5.2 In artikel 7:457 lid 1 BW is de hoofdregel van de geheimhoudingsplicht van de arts neergelegd: de arts verstrekt geen inlichtingen over de patiënt dan wel afschrift van de gegevens uit het medisch dossier, behoudens de (voorafgaande) toestemming van de patiënt. In lid 2 en 3 van voornoemde bepaling zijn uitzonderingen beschreven op de geheimhoudingsplicht, onder meer voor delen van (medische) gegevens met personen die rechtstreeks bij de behandeling van de patiënt zijn betrokken of vervangers van artsen dan wel vertegenwoordigers van de patiënt. Artikel 7:457 BW is ook van (overeenkomstige) toepassing in een situatie als deze (geneeskundige handelingen buiten overeenkomst) “voor zover de aard van de rechtsbetrekking zich daartegen niet verzet” (artikel 7:464 lid 1 BW). Het beroepsgeheim van de arts is eveneens neergelegd in artikel 88 Wet BIG.
5.3 De relevante bepalingen van deGAV luiden als volgt:
Artikel 4. Professionele standaard
Lid 1. Professionele standaard, wetten en regels
De medisch adviseur werkt volgens de professionele standaard zoals die geldt voor medisch adviseurs. (…)
Daarnaast houdt hij zich aan wet- en regelgeving en houdt hij rekening met de eigen beroepscode en de op zijn werkterrein algemeen geldende standaarden en richtlijnen.

- _OPDRACHTEN_
[1] Beantwoord deze vragen met gegevens uit de tekst over het beroepsgeheim.
(a) In welk artikel en lid van het BW staat de hoofdregel van de geheimhoudingsplicht van de arts?
(b) In welk artikel van de Wet BIG is het beroepsgeheim van de arts eveneens neergelegd?
(c) Volgens welke standaard werkt de medisch adviseur?
[2] Schrijf alstublieft alles over uit de tekst over het beroepsgeheim, van "5.2 In artikel" tot en met "88 Wet BIG.".
Gebruik uitsluitend de tekst over het beroepsgeheim.

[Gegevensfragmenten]
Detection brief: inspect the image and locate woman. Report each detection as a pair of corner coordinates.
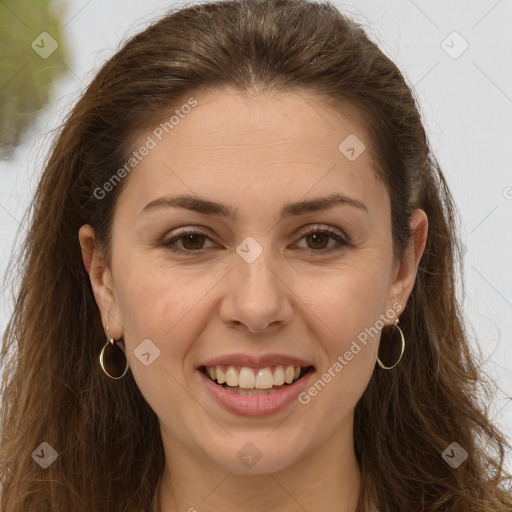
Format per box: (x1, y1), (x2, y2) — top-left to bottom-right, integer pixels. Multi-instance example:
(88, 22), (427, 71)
(0, 0), (512, 512)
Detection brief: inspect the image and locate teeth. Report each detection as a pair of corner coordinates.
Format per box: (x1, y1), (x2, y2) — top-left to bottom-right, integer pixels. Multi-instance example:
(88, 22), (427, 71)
(205, 365), (308, 389)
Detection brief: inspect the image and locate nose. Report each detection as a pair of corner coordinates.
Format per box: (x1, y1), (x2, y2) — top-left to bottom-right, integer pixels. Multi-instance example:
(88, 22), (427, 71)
(220, 245), (293, 333)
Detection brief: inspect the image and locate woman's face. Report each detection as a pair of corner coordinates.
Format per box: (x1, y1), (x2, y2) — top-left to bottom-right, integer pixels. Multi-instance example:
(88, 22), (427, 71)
(81, 90), (426, 473)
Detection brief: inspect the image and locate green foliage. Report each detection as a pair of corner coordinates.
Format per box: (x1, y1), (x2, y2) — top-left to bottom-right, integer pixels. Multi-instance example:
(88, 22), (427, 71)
(0, 0), (66, 158)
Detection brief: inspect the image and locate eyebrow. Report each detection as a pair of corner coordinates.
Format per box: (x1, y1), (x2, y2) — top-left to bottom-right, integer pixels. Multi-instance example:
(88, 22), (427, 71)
(139, 190), (368, 220)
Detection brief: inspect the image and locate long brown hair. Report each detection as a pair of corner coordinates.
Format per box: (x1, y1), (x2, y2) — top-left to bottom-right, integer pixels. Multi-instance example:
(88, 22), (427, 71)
(0, 0), (512, 512)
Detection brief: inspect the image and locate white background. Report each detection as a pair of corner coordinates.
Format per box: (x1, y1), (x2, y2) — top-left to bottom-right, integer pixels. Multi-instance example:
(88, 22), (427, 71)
(0, 0), (512, 468)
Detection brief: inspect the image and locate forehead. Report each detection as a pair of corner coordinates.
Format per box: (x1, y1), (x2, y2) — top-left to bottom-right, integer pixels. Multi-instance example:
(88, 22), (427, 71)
(116, 89), (388, 220)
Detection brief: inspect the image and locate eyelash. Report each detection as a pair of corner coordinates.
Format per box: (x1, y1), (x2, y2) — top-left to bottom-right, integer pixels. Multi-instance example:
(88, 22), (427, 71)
(161, 226), (350, 256)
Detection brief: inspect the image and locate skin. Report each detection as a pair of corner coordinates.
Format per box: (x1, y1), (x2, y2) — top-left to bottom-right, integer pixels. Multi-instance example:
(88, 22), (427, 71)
(79, 89), (428, 512)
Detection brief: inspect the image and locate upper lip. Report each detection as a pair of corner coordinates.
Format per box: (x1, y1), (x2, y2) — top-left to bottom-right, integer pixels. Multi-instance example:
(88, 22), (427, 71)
(199, 353), (313, 368)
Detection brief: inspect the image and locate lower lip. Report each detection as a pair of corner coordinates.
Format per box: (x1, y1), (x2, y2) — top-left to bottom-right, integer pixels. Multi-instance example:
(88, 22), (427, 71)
(198, 368), (315, 417)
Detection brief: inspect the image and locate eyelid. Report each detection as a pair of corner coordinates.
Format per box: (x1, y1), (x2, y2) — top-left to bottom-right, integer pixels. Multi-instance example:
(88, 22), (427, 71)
(161, 224), (350, 255)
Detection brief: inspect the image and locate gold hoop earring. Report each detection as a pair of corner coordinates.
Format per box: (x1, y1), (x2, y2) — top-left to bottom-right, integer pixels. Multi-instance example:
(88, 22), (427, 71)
(100, 320), (129, 380)
(377, 317), (405, 370)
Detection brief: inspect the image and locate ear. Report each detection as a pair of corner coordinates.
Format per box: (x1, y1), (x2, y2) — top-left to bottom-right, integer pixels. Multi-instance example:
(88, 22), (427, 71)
(387, 209), (428, 312)
(78, 224), (123, 340)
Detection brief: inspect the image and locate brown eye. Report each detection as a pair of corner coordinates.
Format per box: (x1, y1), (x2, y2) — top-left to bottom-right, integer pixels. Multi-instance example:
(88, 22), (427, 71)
(180, 233), (206, 251)
(162, 231), (214, 254)
(306, 232), (331, 249)
(296, 226), (349, 255)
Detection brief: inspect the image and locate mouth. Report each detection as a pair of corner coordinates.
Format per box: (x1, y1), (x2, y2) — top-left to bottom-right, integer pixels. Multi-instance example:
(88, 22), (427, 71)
(198, 365), (315, 396)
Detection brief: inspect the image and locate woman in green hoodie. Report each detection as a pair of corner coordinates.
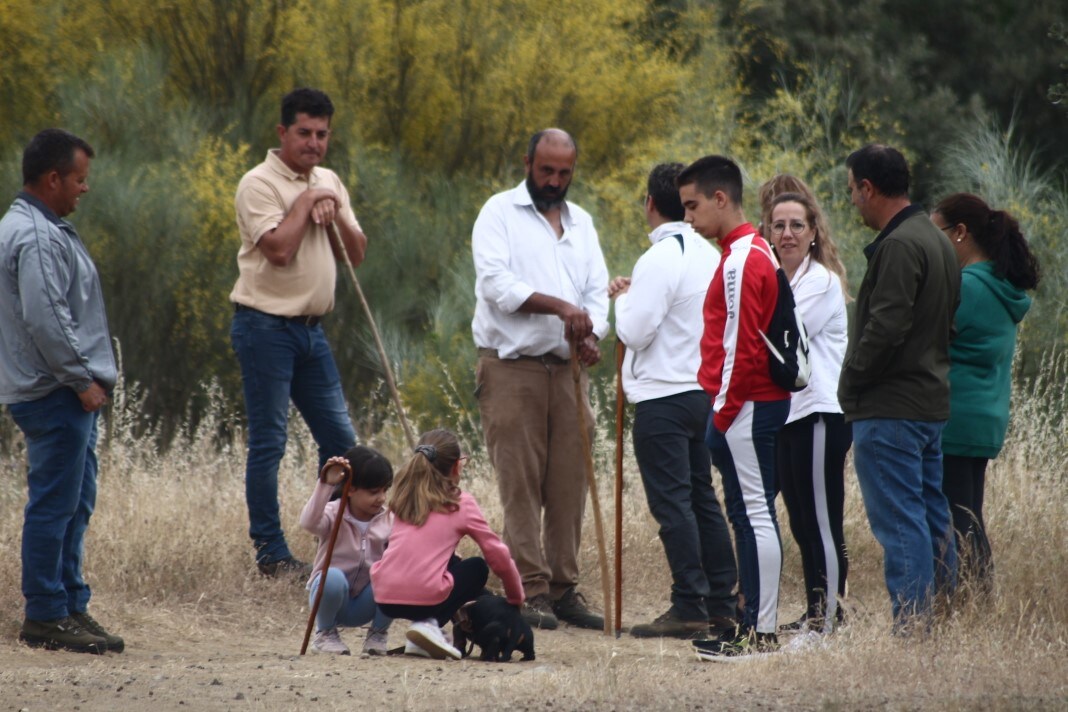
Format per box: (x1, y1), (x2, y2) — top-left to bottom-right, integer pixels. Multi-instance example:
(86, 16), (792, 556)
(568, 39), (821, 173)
(931, 193), (1039, 587)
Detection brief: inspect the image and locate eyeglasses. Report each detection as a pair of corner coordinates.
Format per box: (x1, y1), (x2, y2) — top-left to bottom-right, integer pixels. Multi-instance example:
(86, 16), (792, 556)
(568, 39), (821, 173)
(771, 220), (808, 237)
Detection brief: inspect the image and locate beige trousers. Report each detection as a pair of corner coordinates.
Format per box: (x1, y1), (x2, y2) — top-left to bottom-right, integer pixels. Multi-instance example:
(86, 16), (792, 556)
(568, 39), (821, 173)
(475, 349), (594, 600)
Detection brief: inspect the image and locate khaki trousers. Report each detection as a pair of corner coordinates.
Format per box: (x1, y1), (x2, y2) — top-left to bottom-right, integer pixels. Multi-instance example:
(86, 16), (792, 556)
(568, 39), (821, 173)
(475, 349), (594, 600)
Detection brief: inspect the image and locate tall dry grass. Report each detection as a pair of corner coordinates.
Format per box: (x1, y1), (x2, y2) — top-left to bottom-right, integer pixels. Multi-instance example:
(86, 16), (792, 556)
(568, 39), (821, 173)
(0, 358), (1068, 709)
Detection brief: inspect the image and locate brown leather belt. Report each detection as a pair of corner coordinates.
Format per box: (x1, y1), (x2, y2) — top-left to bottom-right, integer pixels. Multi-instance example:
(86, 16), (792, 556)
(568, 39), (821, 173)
(234, 302), (323, 327)
(478, 348), (569, 366)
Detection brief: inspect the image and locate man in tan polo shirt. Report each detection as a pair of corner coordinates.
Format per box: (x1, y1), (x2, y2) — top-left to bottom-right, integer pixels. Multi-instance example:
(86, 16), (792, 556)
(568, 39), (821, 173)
(230, 89), (367, 576)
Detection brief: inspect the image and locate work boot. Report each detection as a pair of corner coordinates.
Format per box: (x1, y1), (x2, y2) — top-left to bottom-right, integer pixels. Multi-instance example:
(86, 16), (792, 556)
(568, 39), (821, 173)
(70, 612), (126, 652)
(363, 627), (390, 655)
(256, 556), (312, 579)
(520, 594), (560, 631)
(708, 616), (738, 638)
(630, 608), (708, 639)
(18, 616), (108, 655)
(552, 586), (604, 631)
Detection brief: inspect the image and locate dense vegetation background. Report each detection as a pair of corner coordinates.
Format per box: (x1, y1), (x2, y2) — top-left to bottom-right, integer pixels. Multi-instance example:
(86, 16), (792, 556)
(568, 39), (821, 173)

- _ANTWOORDEN_
[1]
(a) Artikel 7:457 lid 1 BW.
(b) Artikel 88 Wet BIG.
(c) Volgens de professionele standaard zoals die geldt voor medisch adviseurs.

[2]
5.2 In artikel 7:457 lid 1 BW is de hoofdregel van de geheimhoudingsplicht van de arts neergelegd: de arts verstrekt geen inlichtingen over de patiënt dan wel afschrift van de gegevens uit het medisch dossier, behoudens de (voorafgaande) toestemming van de patiënt. In lid 2 en 3 van voornoemde bepaling zijn uitzonderingen beschreven op de geheimhoudingsplicht, onder meer voor delen van (medische) gegevens met personen die rechtstreeks bij de behandeling van de patiënt zijn betrokken of vervangers van artsen dan wel vertegenwoordigers van de patiënt. Artikel 7:457 BW is ook van (overeenkomstige) toepassing in een situatie als deze (geneeskundige handelingen buiten overeenkomst) “voor zover de aard van de rechtsbetrekking zich daartegen niet verzet” (artikel 7:464 lid 1 BW). Het beroepsgeheim van de arts is eveneens neergelegd in artikel 88 Wet BIG.